Testo dell'esercizio:
☆ ☆ ☆ ☆ ☆ ☆ ☆
Tra i TKI utilizzati per il trattamento dei tumori ematologici, l’lbrutinib si mantiene a una alta concentrazione nel plasma se assunto con un pasto ad alto contenuto di grassi. L’FDA e l’EMA ne consigliano l’assunzione sia con che senza cibo; gli autori, invece, ritengono sia preferibile assumerlo con un pasto, in quanto una maggiore concentrazione dell’Ibrutinib potrebbe aumentare l’efficacia del trattamento. Anche il Bosutinib mostra un migliore assorbimento, e minori effetti collaterali a livello gastrico, se assunto con il cibo. L’Imatinib, invece, sembrerebbe avere un’efficacia non dipendente dai pasti, per cui gli autori suggeriscono di assumerlo con o senza a seconda delle preferenze del paziente.
La metabolizzazione del farmaco
Dopo l’assorbimento, è la metabolizzazione l’altro aspetto più influenzato dall’interazione con il cibo.
☆ ☆ ☆ ☆ ☆ ☆ ☆
I dati:
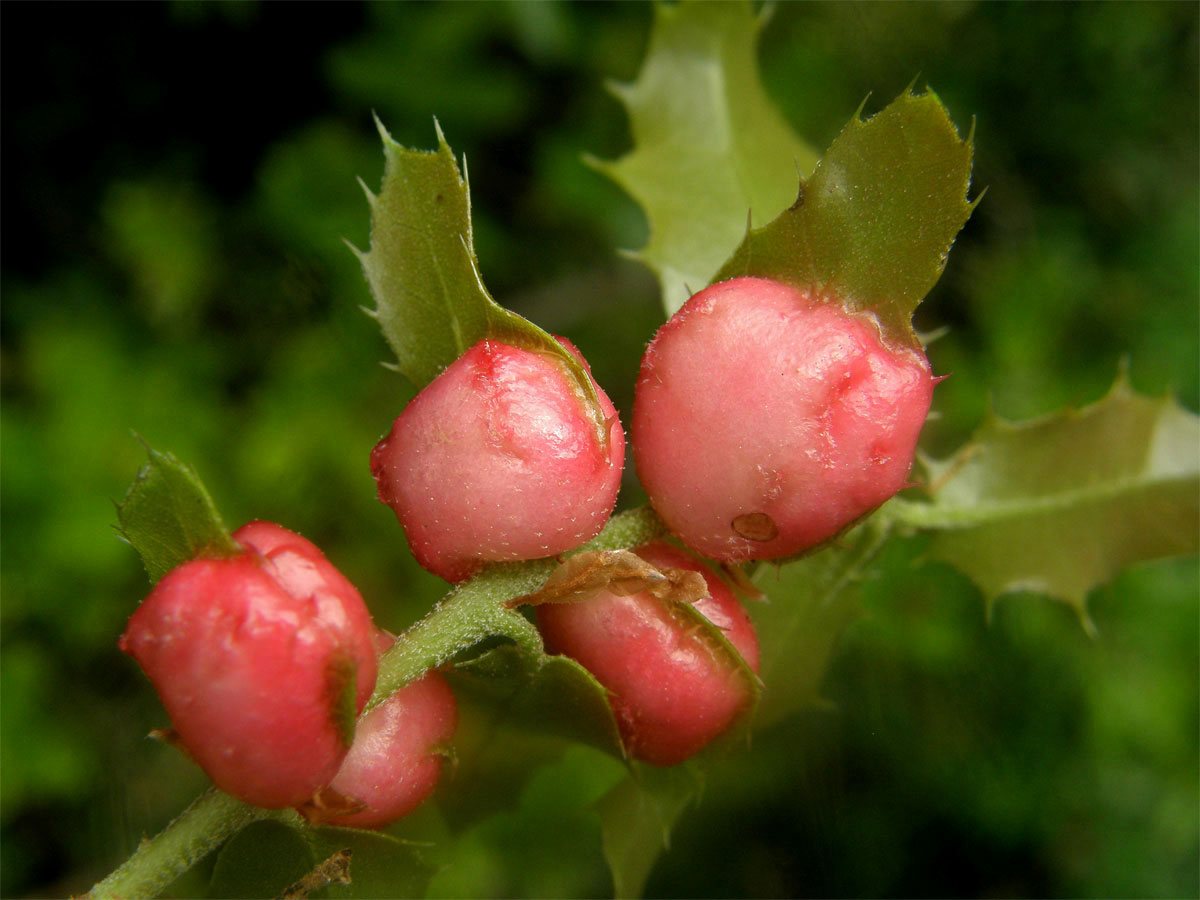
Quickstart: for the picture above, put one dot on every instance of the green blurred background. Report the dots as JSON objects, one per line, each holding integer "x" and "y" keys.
{"x": 179, "y": 180}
☆ ☆ ☆ ☆ ☆ ☆ ☆
Ricopia senza cambiare nulla il pezzo del testo sui farmaci e il cibo che comincia con le parole "Tra i TKI utilizzati" e si ferma dopo "dall’interazione con il cibo.".

Tra i TKI utilizzati per il trattamento dei tumori ematologici, l’lbrutinib si mantiene a una alta concentrazione nel plasma se assunto con un pasto ad alto contenuto di grassi. L’FDA e l’EMA ne consigliano l’assunzione sia con che senza cibo; gli autori, invece, ritengono sia preferibile assumerlo con un pasto, in quanto una maggiore concentrazione dell’Ibrutinib potrebbe aumentare l’efficacia del trattamento. Anche il Bosutinib mostra un migliore assorbimento, e minori effetti collaterali a livello gastrico, se assunto con il cibo. L’Imatinib, invece, sembrerebbe avere un’efficacia non dipendente dai pasti, per cui gli autori suggeriscono di assumerlo con o senza a seconda delle preferenze del paziente.
La metabolizzazione del farmaco
Dopo l’assorbimento, è la metabolizzazione l’altro aspetto più influenzato dall’interazione con il cibo.